- _What is asked_: Copy out the following lines word for word, starting with the line containing "TARGET = white t-shirt" and continuing through the end of the lines.

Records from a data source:
<<<<
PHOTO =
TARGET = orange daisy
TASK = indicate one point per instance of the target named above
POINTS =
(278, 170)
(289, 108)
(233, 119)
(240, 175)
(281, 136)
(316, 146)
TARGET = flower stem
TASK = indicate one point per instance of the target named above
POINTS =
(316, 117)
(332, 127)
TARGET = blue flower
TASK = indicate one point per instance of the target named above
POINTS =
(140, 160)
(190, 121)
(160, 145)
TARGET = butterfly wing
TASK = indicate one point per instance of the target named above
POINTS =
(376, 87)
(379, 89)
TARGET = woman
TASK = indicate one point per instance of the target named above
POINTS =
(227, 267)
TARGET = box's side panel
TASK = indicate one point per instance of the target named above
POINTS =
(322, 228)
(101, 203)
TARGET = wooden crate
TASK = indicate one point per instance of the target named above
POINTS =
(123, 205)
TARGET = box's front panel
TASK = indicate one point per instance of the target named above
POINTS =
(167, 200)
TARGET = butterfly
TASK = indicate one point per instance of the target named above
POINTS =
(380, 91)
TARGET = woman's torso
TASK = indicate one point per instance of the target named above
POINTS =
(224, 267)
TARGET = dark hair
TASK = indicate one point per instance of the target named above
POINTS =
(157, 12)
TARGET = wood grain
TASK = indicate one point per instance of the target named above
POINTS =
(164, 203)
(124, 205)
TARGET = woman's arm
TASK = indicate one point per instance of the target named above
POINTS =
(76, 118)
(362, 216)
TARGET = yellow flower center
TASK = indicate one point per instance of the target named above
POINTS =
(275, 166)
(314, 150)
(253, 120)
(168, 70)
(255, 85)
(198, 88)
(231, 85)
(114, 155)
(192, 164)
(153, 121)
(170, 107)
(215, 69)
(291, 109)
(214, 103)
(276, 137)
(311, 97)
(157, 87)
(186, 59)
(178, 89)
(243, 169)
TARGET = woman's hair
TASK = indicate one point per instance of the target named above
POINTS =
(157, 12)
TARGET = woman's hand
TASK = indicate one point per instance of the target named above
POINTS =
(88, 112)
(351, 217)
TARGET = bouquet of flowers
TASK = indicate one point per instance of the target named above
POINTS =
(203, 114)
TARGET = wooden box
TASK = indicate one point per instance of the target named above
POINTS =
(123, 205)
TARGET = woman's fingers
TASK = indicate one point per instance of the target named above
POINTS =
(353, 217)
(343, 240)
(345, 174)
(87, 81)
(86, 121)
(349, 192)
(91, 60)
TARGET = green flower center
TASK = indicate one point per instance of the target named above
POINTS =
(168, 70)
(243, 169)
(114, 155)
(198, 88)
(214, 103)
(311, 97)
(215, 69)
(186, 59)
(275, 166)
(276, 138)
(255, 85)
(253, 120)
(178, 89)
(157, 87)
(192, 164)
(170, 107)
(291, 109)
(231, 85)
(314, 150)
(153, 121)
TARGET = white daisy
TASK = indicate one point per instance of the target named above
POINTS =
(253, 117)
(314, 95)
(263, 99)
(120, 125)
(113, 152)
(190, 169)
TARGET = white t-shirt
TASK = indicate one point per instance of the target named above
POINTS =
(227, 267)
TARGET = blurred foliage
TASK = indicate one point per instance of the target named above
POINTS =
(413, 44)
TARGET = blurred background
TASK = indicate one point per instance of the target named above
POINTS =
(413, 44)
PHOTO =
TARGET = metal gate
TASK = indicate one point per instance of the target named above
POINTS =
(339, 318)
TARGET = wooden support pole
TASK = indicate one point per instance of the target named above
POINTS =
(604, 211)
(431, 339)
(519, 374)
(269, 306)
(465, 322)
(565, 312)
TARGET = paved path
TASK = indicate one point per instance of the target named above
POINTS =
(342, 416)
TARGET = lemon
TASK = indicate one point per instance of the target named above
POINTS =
>>>>
- _Exercise response_:
TARGET = white t-shirt
TASK = indicate one point per instance of the target named above
POINTS =
(227, 267)
TARGET = blurred foliage
TASK = indicate one point per instance of the target named above
POINTS =
(413, 44)
TARGET = blurred background
TASK = indicate one point per instance of the target named above
POINTS =
(413, 44)
PHOTO =
TARGET = metal gate
TASK = indicate one point per instance of the target named above
POINTS =
(339, 318)
TARGET = wooden support pole
TASK = indicate one point per instance of the target named above
POINTS =
(604, 211)
(431, 339)
(519, 374)
(269, 306)
(465, 322)
(565, 312)
TARGET = paved path
TASK = indicate one point per instance of the target named above
POINTS =
(342, 416)
TARGET = lemon
TASK = indicate one point per instance of the target named above
POINTS =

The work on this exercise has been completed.